__Problem details__
Pictures stay out of the copy. Transcribe exactly, and only, the line with "the black track" through the last line of the entries below.
··· Extracted information
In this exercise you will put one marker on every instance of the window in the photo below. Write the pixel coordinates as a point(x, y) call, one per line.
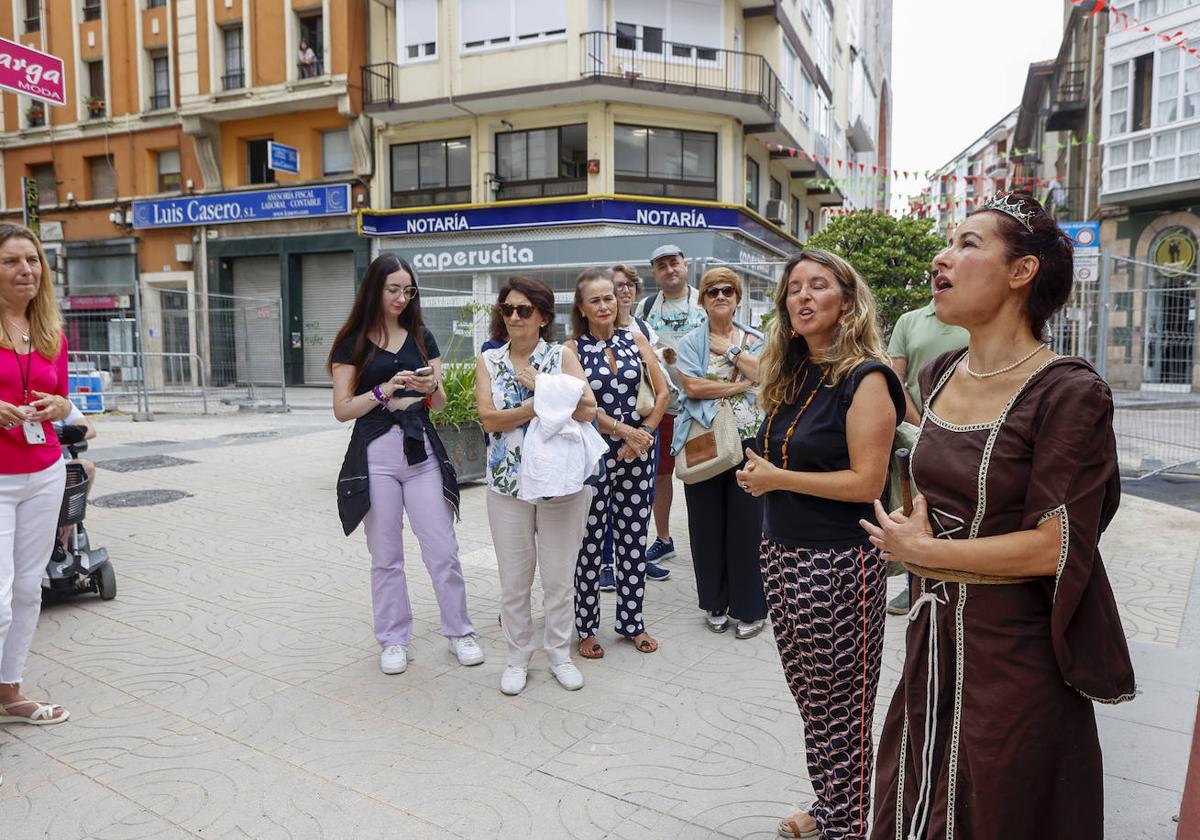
point(47, 184)
point(753, 184)
point(493, 23)
point(160, 69)
point(543, 162)
point(417, 23)
point(310, 49)
point(665, 162)
point(336, 157)
point(257, 157)
point(436, 172)
point(234, 70)
point(101, 177)
point(787, 70)
point(805, 103)
point(167, 162)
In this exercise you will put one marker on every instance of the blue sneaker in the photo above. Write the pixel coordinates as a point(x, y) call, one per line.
point(657, 573)
point(660, 550)
point(607, 581)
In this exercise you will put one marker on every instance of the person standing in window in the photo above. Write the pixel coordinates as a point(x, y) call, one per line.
point(541, 535)
point(612, 361)
point(387, 372)
point(833, 403)
point(33, 475)
point(672, 312)
point(724, 523)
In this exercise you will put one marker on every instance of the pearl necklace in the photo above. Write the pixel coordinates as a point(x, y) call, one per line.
point(966, 364)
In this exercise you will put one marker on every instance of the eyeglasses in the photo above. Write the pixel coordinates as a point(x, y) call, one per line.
point(522, 310)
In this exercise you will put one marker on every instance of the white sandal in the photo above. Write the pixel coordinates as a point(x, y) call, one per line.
point(42, 715)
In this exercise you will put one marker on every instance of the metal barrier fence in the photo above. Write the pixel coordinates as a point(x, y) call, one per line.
point(174, 351)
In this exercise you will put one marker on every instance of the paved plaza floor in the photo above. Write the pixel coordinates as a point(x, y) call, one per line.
point(232, 690)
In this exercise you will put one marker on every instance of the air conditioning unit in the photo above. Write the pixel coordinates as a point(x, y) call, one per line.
point(777, 211)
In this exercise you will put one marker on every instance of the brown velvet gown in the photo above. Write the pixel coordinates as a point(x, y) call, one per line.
point(991, 732)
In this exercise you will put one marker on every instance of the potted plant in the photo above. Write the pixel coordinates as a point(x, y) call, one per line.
point(457, 424)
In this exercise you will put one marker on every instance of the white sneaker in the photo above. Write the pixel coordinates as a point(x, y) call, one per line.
point(568, 676)
point(513, 679)
point(467, 649)
point(394, 659)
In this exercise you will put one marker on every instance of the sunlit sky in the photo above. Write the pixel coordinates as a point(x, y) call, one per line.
point(958, 66)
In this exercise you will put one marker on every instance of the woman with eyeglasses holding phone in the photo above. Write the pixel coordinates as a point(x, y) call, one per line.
point(528, 535)
point(719, 361)
point(387, 372)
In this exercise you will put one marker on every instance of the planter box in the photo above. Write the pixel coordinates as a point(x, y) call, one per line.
point(467, 450)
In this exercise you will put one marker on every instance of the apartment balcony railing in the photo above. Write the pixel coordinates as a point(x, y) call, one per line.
point(1157, 157)
point(311, 70)
point(654, 61)
point(1068, 96)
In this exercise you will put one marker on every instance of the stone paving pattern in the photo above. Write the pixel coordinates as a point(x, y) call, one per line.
point(232, 690)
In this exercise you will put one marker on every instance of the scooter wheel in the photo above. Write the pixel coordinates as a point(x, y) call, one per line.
point(106, 582)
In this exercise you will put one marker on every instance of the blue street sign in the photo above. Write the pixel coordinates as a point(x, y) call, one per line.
point(227, 208)
point(282, 159)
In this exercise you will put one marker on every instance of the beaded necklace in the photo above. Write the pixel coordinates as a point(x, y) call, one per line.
point(771, 418)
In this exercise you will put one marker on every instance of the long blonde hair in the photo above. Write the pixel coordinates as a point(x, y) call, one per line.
point(45, 321)
point(857, 337)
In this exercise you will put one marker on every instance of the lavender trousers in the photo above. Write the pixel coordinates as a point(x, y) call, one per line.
point(396, 487)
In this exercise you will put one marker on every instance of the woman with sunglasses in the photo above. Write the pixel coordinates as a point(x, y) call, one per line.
point(612, 360)
point(528, 535)
point(725, 525)
point(387, 372)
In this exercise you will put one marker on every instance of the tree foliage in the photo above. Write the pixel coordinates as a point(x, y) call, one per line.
point(892, 255)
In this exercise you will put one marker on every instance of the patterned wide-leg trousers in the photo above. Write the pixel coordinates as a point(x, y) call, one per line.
point(827, 607)
point(622, 502)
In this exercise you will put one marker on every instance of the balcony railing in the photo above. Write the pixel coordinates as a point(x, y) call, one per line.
point(681, 65)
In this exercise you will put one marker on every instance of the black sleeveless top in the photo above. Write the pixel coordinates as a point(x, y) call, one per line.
point(819, 445)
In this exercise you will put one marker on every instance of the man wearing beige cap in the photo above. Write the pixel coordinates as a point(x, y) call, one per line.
point(673, 312)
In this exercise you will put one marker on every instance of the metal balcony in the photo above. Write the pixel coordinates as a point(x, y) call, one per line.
point(1068, 96)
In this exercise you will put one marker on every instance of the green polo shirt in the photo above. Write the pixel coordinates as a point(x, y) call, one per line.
point(919, 337)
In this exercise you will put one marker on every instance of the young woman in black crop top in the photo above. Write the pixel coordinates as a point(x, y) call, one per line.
point(832, 406)
point(387, 375)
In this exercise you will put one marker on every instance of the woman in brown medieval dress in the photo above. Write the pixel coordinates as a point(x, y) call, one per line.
point(1013, 630)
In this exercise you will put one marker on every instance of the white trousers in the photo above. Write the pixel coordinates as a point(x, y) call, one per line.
point(544, 535)
point(29, 519)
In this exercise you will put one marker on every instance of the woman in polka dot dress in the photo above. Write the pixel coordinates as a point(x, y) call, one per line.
point(612, 361)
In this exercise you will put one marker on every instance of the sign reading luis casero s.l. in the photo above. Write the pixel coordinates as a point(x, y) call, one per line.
point(256, 205)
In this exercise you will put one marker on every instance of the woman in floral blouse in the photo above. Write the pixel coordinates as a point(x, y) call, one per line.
point(545, 534)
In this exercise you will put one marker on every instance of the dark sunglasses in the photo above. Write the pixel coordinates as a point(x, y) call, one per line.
point(522, 310)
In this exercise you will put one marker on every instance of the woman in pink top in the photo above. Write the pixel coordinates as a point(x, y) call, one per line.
point(33, 394)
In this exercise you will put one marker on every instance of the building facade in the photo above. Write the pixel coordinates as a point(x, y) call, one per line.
point(545, 136)
point(173, 105)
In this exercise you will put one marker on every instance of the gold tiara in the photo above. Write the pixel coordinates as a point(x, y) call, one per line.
point(1006, 203)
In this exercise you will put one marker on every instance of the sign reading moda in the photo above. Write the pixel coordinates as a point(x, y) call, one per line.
point(559, 213)
point(227, 208)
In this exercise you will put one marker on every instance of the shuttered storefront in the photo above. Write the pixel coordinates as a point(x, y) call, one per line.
point(255, 319)
point(328, 288)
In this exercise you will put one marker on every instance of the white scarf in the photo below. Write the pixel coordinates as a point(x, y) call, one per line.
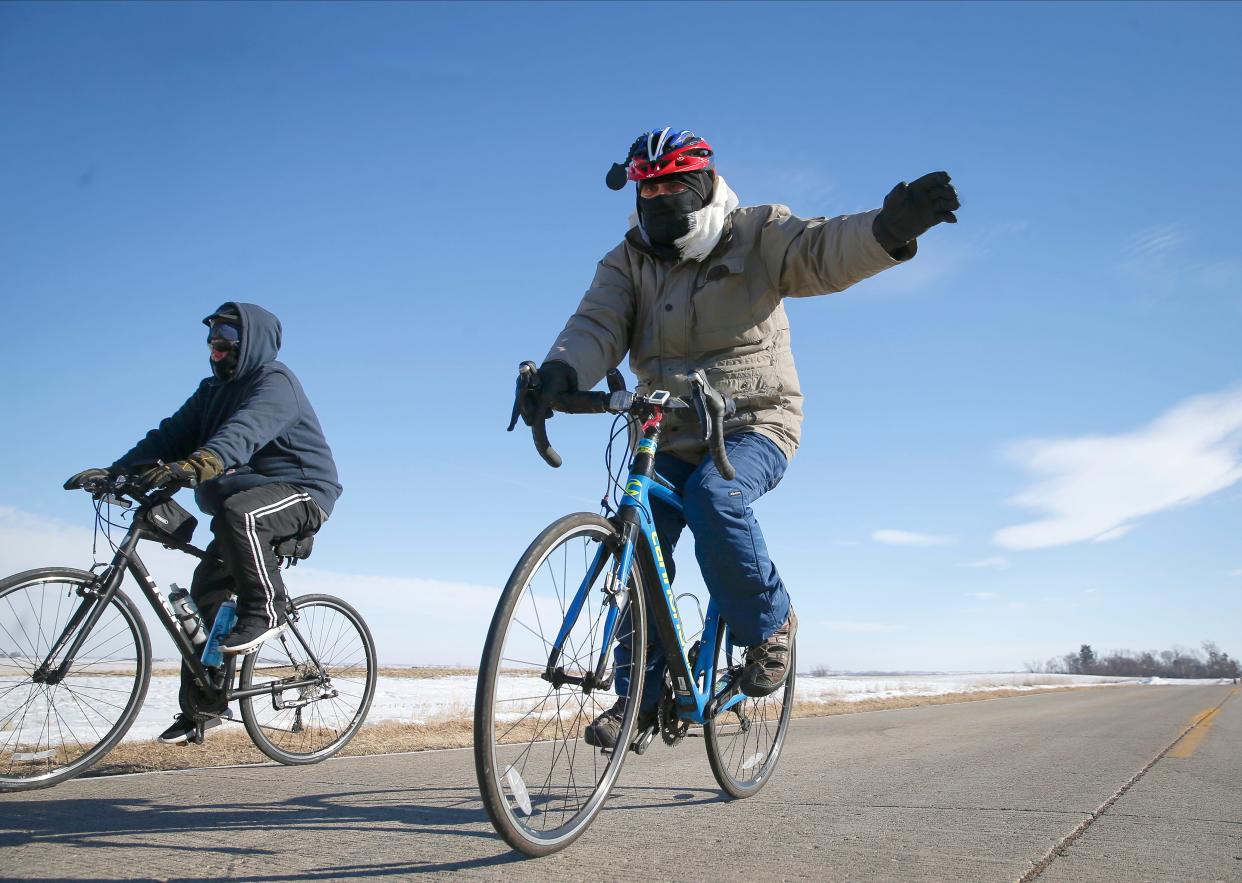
point(707, 224)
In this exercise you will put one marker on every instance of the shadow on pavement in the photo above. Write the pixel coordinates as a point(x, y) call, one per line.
point(154, 825)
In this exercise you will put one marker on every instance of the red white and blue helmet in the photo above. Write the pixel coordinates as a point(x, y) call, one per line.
point(662, 152)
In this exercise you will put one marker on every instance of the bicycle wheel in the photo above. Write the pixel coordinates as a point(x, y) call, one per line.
point(744, 743)
point(52, 732)
point(542, 784)
point(328, 642)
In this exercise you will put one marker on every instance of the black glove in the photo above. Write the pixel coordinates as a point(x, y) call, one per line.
point(200, 466)
point(913, 209)
point(85, 476)
point(554, 378)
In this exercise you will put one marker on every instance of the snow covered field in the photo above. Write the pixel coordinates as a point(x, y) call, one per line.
point(421, 699)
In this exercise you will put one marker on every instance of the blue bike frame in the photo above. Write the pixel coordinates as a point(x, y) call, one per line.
point(696, 698)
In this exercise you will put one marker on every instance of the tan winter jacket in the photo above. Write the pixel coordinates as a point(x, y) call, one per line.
point(723, 314)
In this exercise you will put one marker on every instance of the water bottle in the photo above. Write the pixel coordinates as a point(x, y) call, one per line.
point(188, 615)
point(225, 620)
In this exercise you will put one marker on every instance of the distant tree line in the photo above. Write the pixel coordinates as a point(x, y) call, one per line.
point(1166, 663)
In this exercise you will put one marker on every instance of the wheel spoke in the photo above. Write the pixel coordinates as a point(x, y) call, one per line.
point(54, 730)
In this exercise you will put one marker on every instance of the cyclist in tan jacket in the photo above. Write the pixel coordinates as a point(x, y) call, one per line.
point(699, 283)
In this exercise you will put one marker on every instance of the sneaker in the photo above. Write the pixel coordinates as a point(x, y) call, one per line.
point(250, 632)
point(184, 725)
point(768, 662)
point(604, 730)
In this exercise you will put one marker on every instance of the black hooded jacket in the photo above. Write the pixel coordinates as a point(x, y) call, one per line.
point(258, 424)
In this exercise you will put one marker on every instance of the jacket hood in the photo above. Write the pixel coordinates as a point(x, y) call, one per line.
point(260, 335)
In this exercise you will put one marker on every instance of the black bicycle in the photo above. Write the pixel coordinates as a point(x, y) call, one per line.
point(76, 657)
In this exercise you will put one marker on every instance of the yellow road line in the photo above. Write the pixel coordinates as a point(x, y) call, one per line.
point(1199, 727)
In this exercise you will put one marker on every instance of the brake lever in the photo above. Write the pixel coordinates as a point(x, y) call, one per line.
point(701, 409)
point(528, 379)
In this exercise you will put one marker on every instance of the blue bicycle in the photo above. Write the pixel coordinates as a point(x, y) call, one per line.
point(584, 586)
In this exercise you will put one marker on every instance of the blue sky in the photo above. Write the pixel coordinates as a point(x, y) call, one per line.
point(416, 190)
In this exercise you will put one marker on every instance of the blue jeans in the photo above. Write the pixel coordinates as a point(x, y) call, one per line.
point(728, 543)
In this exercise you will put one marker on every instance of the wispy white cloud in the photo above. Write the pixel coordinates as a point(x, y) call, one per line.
point(909, 538)
point(837, 626)
point(1163, 261)
point(1097, 487)
point(994, 563)
point(1156, 240)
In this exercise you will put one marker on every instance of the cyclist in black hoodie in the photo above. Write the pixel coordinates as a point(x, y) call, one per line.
point(251, 446)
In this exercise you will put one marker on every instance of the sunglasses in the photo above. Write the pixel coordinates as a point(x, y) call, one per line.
point(222, 337)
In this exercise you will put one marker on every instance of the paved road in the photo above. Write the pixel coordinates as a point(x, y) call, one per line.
point(1077, 786)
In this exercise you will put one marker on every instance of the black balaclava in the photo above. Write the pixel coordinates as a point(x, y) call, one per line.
point(666, 219)
point(226, 366)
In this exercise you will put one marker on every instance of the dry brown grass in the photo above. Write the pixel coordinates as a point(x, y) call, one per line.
point(230, 744)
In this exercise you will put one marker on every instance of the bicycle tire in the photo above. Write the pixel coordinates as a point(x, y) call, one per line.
point(743, 768)
point(549, 817)
point(99, 696)
point(343, 645)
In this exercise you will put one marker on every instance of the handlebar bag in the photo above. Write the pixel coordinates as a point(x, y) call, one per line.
point(172, 518)
point(294, 547)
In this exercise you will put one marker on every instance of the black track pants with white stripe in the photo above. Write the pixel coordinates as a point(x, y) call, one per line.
point(245, 529)
point(244, 533)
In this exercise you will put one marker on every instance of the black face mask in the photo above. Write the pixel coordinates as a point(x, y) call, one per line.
point(667, 219)
point(226, 366)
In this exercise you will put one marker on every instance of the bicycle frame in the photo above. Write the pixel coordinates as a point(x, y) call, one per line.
point(107, 583)
point(692, 679)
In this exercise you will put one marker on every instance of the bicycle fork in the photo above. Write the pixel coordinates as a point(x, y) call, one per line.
point(617, 578)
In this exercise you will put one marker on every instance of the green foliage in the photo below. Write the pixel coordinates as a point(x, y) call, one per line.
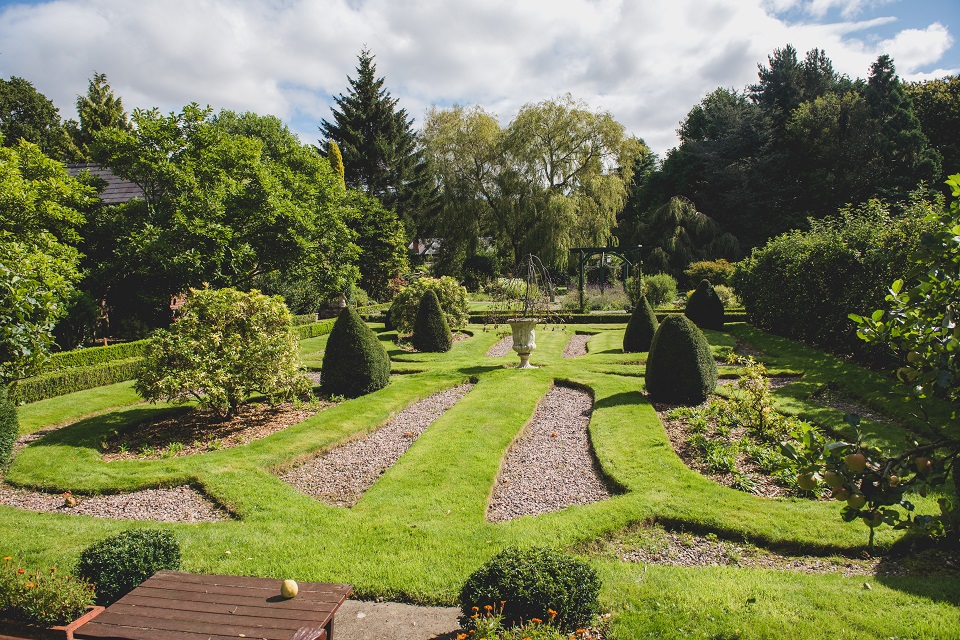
······
__Response box__
In this exercise you will put one marker on every instance of the black track pants with white stripe in the photo above. Write the pixel coordinates as a point(x, y) call, one per line.
point(245, 529)
point(244, 533)
In this exercise you will put one marker on every instance of the black face mask in the photo above. Write the pixel coordinates as a point(x, y) call, one per line.
point(667, 219)
point(226, 366)
In this exercise you will put one marker on every instance of the bicycle frame in the photo above. Write the pixel coordinates as a point(x, y) call, one per line.
point(107, 583)
point(692, 679)
In this exercise you will put one marker on every instance of the bicycle fork in the photo above. Write the pixel coordinates as a point(x, y) call, one per line.
point(617, 578)
In this exercise you will put one marker on every instance of the green foliage in the photo below. Write the pixel coordinates as a point(x, y) call, one per line.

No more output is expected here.